SELECTED PASSAGE:
This is a guide to the history and major genealogical records of Scotland as they pertain to the parish of Fetlar. To learn more about how to use these records to search for your ancestors, go to the Scotland: Research Strategies.

Contents

History

FETLAR and NORTH YELL, a parish, in the county of Shetland; 36 miles (N. by E.) from Lerwick. This parish, which is situated nearly at the northern extremity of the Shetland isles, consists of the island of Fetlar and the northern part of that of Yell. There are two churches, both very near the sea-shore; that in Fetlar was rebuilt in 1790, and accommodates 269 persons, and that in North Yell was built in 1832, and contains sittings for 390. The Wesleyans have a place of worship in Fetlar.[1]


The New Statistical Account of Scotland (pub. 1834-45) offers uniquely rich and detailed parish reports for the whole of Scotland, covering a vast range of topics including history, agriculture, education, trades, religion and social customs. The reports, written by the parish ministers, are available online at http://edina.ac.uk/stat-acc-scot/. Click on ‘Browse scanned pages’ then search the parish reports for your parish of interest. Also available at the Family History Library.

Census Records

A census is a count and description of the population, taken by the government, arranged by locality and by household. Read more about census records.

Here is a list of the Family History Library microfilm numbers for the census records of Fetlar, as well as the library numbers for any surname indexes available:


1804                                 477622 Item 13

Years
Family History Library Film Number
Surname Indexes
1841
1042617
none
1851
1041486
none
1861
0103912
none
1871
0104100
none
1881
0203393
6086700 (2 fiche)
1891
0208607
none


The 1901 census of Scotland is indexed on www.scotlandspeople.gov.uk. To use it, you must register and pay a small access fee. All available censuses, 1841-1901, are indexed on this website. It may be easier for you to pay to use the website rather than access the separate indexes through the library.

Church Records

The Established Church of Scotland was Presbyterian. Read more about church records.
Here are the pre-1855 records that exist for this parish.

Established Church—Old Parochial Registers

Record Type Years Covered Family History Library Film Number
Births: 1754-1854 - Fetlar 0919488

1787-1854 - North Yell 0919488
Marriages: 1808-1854 - Fetlar 0919488

1801-1854 - North Yell 0919488
Deaths: 1803, 1821-1854 - Fetlar 0919488

No entries - North Yell none

 

Condition of Original Registers—

Indexed: For an index to these records, see the Scottish Church Records Index available on computers at the Family History Library and family history centers.  The records may be indexed in the

International Genealogical Index.
Births: In Fetlar there are irregular entries 1803–1812 inserted after September 1804. In North Yell the regular register begins in 1811.
Marriages: In Fetlar there are no notations. In North Yell, the regular register begins in 1811. There are irregular entries 1787–1819 and one entry in 1801 at the beginning of the register of births. There is one entry in 1806 and one in 1785, on page one of the register.
Deaths: In Fetlar there are no entries 1803–1821. There is a duplicate or copy of the record from 1803–1820. In North Yell there are no notations.
Source: Key to the Parochial Registers of Scotland, by V. Ben Bloxham, pub. 1970. British Book941 K23b.

TASKS TO PERFORM:
A - List every census year in the Fetlar parish guide's table headed "Years", each with its Family History Library film number.
B - Pick up the Fetlar parish guide after its final sentence and continue it.
The lines that come next are not needed.

STORED DATA:

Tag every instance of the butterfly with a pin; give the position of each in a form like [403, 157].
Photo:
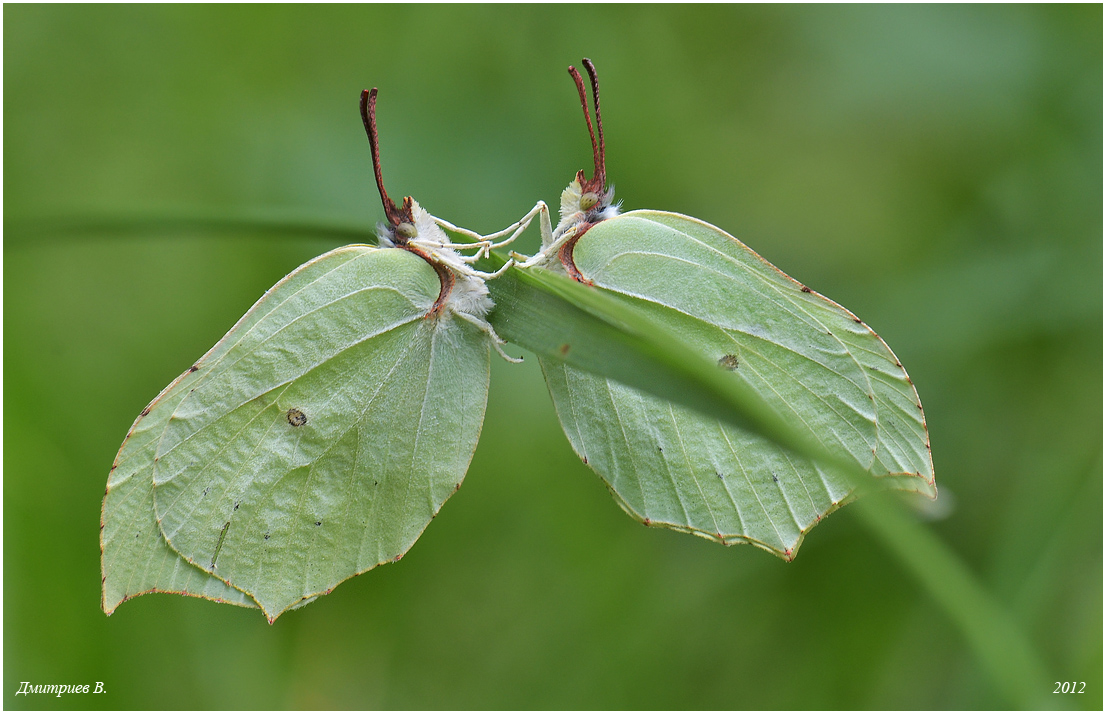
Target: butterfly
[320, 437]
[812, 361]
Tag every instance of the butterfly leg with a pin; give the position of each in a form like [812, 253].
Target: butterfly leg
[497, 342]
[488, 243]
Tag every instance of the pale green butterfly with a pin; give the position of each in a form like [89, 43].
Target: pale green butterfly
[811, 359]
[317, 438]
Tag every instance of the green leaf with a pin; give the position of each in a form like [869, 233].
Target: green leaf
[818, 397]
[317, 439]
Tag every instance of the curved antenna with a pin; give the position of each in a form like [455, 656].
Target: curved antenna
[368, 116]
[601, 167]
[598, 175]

==

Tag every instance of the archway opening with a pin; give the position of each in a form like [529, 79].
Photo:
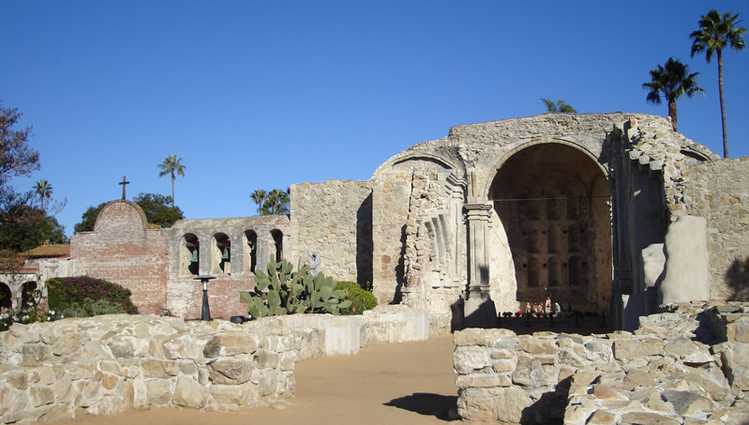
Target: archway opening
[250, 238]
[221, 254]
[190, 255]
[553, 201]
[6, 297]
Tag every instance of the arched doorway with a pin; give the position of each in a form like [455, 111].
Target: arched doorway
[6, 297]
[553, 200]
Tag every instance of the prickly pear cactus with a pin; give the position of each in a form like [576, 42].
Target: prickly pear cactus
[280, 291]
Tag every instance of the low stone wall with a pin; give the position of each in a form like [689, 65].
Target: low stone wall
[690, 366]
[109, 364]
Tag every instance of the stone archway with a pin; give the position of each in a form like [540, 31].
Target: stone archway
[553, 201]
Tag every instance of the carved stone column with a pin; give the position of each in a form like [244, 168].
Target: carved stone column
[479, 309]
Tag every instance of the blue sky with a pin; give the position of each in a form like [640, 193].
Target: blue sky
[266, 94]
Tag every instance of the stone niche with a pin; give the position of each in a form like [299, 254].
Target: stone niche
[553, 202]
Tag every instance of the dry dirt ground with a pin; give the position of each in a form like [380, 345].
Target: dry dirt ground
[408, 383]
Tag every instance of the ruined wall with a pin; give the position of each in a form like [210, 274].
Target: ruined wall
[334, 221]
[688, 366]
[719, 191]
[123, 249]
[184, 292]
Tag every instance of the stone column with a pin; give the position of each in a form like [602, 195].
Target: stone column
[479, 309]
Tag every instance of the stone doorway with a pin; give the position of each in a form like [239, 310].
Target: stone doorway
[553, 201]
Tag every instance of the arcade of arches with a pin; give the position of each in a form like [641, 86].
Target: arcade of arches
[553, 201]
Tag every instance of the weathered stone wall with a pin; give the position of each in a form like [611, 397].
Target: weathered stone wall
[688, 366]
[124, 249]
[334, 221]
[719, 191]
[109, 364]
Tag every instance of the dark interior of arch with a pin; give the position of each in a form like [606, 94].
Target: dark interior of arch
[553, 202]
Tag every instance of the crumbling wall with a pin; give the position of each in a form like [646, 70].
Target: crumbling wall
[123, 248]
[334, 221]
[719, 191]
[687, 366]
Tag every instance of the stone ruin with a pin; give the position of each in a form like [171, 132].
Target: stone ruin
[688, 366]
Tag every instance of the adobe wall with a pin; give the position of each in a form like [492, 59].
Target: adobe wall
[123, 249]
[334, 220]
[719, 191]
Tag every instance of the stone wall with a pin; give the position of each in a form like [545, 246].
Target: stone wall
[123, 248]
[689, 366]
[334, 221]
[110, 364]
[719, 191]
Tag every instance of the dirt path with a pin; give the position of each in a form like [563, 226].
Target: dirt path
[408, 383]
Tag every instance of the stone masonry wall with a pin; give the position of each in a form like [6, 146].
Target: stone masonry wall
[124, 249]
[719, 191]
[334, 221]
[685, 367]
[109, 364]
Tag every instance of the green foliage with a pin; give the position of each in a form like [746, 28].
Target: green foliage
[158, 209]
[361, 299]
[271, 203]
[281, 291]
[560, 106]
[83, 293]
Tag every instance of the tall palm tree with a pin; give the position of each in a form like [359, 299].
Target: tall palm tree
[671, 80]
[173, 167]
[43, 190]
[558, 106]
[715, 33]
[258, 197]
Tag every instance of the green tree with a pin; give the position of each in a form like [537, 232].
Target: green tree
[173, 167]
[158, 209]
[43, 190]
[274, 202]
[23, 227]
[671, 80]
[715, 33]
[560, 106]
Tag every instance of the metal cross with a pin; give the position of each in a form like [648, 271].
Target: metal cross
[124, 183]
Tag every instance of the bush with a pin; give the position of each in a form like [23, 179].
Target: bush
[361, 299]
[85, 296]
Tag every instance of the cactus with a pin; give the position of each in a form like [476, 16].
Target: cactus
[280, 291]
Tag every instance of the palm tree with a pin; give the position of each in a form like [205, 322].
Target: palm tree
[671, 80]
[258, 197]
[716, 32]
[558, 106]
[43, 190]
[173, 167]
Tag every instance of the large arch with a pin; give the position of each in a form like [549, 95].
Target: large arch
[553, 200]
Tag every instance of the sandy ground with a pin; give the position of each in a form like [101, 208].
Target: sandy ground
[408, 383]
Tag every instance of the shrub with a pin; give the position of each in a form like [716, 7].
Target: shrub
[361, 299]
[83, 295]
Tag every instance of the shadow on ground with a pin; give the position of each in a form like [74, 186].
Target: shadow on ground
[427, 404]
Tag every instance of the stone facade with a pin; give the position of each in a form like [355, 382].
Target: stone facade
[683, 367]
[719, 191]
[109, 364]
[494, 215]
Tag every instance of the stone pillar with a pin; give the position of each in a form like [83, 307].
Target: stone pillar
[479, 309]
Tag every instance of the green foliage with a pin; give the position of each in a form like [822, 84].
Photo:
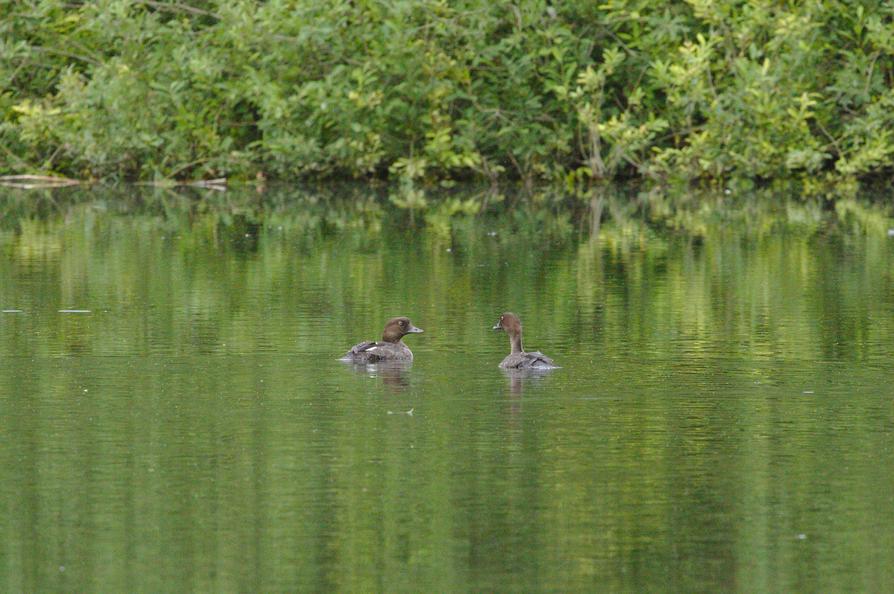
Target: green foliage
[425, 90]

--

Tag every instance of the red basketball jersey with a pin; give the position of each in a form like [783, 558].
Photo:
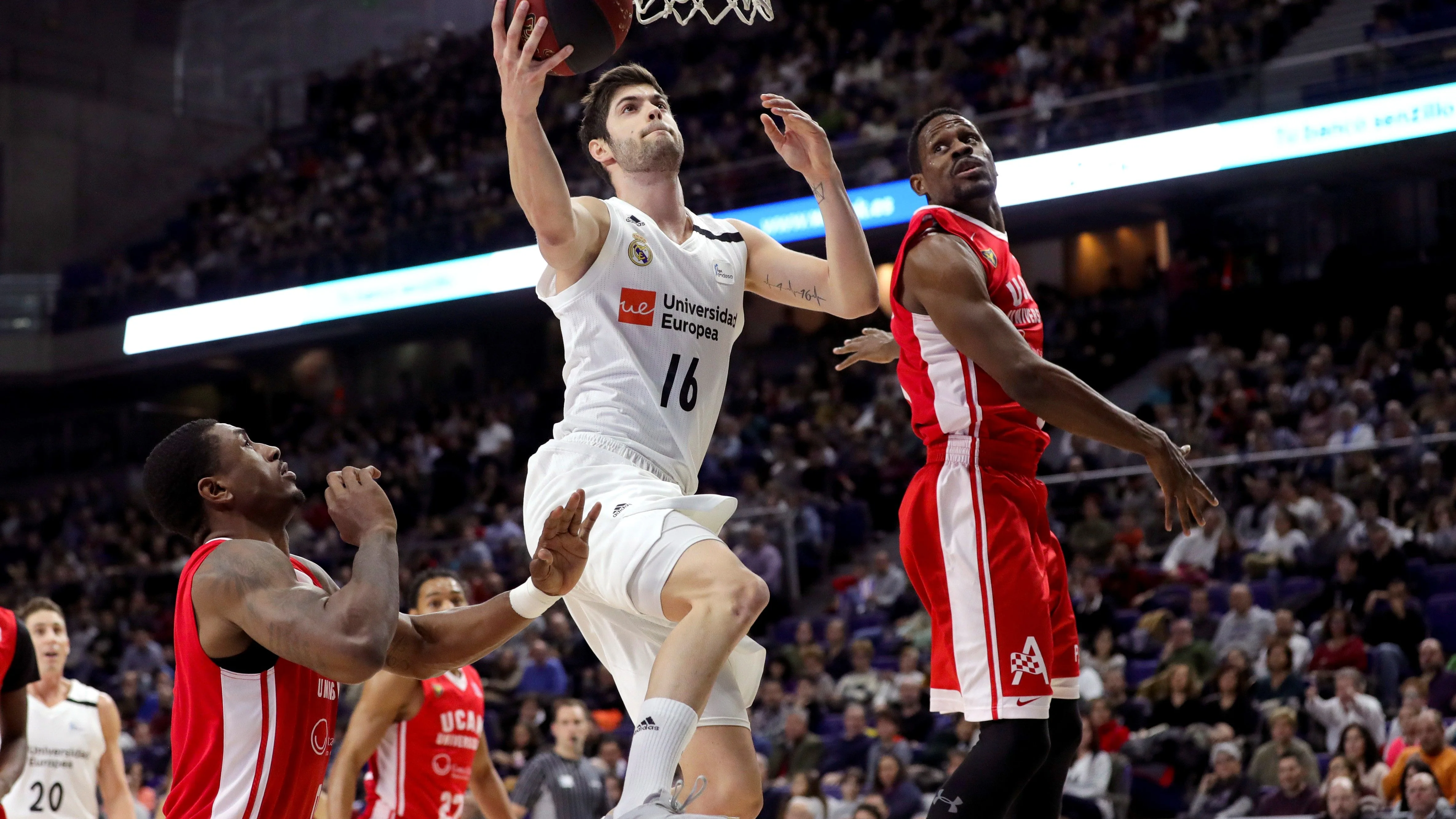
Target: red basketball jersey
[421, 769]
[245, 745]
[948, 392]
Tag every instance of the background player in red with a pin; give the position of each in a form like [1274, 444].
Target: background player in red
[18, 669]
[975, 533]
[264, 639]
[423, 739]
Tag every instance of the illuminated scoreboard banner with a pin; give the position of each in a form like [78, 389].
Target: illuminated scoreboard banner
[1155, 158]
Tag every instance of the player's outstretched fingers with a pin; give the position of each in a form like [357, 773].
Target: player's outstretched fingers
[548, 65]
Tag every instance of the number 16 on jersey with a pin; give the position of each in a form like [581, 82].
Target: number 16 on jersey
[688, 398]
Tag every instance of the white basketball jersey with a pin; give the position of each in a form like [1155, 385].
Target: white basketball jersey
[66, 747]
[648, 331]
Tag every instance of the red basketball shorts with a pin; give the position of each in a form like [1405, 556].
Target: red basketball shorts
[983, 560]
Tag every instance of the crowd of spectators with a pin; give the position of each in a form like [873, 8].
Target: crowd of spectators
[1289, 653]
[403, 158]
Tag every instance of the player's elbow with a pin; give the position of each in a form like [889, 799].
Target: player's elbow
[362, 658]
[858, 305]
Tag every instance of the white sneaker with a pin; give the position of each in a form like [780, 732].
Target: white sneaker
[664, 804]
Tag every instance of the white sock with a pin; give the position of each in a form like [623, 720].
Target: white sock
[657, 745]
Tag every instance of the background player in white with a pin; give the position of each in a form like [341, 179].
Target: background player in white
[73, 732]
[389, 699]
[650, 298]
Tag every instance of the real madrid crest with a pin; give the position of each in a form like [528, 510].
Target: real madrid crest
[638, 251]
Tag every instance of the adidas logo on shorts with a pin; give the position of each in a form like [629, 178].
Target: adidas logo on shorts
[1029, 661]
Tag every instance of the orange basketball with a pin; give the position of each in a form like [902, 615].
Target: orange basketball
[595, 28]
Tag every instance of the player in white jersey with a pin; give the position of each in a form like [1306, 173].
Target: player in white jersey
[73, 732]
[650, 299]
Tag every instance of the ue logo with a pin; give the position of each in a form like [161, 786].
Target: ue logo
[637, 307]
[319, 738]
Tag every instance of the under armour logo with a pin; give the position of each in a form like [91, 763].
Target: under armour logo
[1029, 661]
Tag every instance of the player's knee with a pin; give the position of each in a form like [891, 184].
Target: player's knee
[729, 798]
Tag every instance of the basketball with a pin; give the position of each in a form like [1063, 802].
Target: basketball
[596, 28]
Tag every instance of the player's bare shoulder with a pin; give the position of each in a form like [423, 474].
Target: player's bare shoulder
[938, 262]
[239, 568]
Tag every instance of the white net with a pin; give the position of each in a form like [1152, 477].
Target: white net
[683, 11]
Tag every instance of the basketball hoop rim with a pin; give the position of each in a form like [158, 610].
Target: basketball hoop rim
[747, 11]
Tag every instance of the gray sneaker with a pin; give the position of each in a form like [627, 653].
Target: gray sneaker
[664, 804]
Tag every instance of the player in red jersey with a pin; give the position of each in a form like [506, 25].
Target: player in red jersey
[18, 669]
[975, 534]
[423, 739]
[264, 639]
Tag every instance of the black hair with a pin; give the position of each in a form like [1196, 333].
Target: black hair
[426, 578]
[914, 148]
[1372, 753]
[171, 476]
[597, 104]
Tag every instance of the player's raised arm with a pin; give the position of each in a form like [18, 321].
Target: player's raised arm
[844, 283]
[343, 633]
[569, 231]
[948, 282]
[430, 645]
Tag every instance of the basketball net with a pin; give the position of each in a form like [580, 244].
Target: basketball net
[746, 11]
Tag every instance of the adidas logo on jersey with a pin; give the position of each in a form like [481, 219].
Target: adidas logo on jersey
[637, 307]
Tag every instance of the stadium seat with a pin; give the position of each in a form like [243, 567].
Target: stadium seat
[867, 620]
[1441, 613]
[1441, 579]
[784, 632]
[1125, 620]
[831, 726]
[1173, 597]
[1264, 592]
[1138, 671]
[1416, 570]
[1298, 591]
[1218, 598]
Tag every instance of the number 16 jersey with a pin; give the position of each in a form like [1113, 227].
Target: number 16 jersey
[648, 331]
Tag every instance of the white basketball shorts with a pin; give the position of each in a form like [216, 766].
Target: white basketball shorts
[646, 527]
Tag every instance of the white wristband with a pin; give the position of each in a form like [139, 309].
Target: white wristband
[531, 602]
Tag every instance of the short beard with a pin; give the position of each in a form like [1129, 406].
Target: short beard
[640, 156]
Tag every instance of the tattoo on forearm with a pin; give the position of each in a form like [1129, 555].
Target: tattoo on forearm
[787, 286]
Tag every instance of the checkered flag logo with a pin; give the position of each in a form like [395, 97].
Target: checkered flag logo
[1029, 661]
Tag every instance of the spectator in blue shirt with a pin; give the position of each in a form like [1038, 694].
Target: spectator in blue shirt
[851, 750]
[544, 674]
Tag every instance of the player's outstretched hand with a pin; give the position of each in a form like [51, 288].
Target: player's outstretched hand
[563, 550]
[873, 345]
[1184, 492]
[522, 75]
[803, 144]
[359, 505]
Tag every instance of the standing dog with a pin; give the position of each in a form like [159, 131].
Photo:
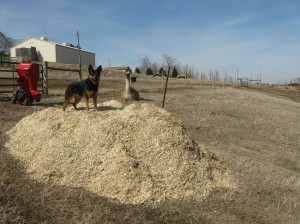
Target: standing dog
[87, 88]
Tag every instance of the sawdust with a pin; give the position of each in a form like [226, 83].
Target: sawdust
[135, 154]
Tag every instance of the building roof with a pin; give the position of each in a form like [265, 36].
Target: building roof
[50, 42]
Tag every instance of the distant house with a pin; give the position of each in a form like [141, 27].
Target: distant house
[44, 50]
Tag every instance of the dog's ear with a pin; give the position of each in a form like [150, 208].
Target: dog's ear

ANSWERS TO EACH TASK:
A -
1841: 1042617
1851: 1041486
1861: 0103912
1871: 0104100
1881: 0203393
1891: 0208607

B -
Established Church—Kirk Session Records

The Kirk session was the court of the parish. The session was made up of the minister and the land owners and business men of the parish, chosen to serve on the session. The Kirk session dealt with moral issues, minor criminal cases, matters of the poor and education, matters of discipline, and the general concerns of the parish. Kirk session records may also mention births, marriages, and deaths.

Here is a list of the surviving Kirk session records for this parish:
Minutes 1754–1820, 1830, 1838–1966
Accounts 1818–1859
Communicants 1834–1840
Parochial Library Register 1834–1859
Collections, Births, Marriages and Deaths 1852–1870
Cash Book 1830–1879
Note: Available at the Shetland Archives, Lerwick, Scotland, record CH2/151.

Nonconformist Church Records

A nonconformist church is any church that is not the Established church. Read more about nonconformity in Scotland in the article on the Scotland Church Records Union List.

Fetlar Free Church

History—
In 1843 a congregation was formed with the status of a preaching station under the care of John Ingram, minister of Unst. They met for worship in Smithfield House until the church was opened in 1846. The charge was sanctioned in 1848 under the condition that it be united with Yell. The Presbytery could not entertain this condition and no settlement was made. In 1854 Fetlar was again reduced to a preaching station. Finally, in 1866 the charge was sanctioned. The manse was built in 1868. A decline in the population, due to the failure of the white fishing and absence of local industries, told adversely on the congregation. Most of the lads went to sea and the girls went into domestic service. Men and women went to Lerwick and other places for work connected with the herring fishing.
Membership: 1868, 128; 1900, 92.
Source: Annals of the Free Church of Scotland, 1843–1900, ed. Rev. William Ewing, D.D., 2 vols. pub. 1914. Film #918572. More details may be given in the source.

Records—
There no known pre-1855 records.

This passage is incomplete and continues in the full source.